● Description of the task: Rewrite only the stretch of rows from the very start through the line containing "[146, 65, 387, 319]", requests included, and shift every bounding box coordinate in the answers by -34.

* BEGIN Records supplied *

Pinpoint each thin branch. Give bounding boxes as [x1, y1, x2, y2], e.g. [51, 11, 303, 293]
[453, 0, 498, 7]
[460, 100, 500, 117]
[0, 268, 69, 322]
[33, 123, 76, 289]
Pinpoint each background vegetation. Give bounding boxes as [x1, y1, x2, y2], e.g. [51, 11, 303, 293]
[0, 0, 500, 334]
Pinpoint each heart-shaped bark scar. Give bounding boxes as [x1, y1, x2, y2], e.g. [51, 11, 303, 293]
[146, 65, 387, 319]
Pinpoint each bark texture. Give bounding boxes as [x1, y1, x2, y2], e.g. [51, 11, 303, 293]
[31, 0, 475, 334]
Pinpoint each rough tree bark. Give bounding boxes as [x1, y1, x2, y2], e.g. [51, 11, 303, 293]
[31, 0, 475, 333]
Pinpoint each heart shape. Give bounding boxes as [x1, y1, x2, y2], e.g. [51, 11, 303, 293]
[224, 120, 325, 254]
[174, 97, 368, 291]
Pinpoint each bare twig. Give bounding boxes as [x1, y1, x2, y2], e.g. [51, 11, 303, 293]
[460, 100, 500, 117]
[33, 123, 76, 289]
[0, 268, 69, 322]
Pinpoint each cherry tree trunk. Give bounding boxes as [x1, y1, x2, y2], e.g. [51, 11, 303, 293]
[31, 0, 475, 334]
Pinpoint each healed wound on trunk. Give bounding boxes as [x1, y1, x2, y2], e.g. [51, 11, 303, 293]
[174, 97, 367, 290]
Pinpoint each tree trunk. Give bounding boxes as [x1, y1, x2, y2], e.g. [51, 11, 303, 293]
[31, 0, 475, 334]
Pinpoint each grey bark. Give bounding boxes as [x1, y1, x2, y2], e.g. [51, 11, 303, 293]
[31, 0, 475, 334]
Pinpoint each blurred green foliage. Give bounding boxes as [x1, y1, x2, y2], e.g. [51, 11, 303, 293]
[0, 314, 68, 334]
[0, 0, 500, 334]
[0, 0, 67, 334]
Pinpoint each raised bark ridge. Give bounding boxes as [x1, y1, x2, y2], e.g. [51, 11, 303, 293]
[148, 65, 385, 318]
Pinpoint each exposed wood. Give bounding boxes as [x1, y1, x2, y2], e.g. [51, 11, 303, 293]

* END Records supplied *

● Exercise solution:
Pinpoint each thin branch. Give bounding boxes as [x1, y1, x2, y2], e.g. [51, 11, 303, 293]
[419, -34, 464, -27]
[426, 66, 466, 83]
[-34, 234, 35, 288]
[-1, 89, 42, 255]
Pinpoint each background vegetation. Give bounding boxes as [x1, y1, x2, y2], e.g. [51, 11, 303, 293]
[-34, -34, 466, 300]
Pinpoint each heart-shaped bark scar. Give bounding boxes as [x1, y1, x2, y2], e.g. [51, 11, 303, 293]
[112, 31, 353, 285]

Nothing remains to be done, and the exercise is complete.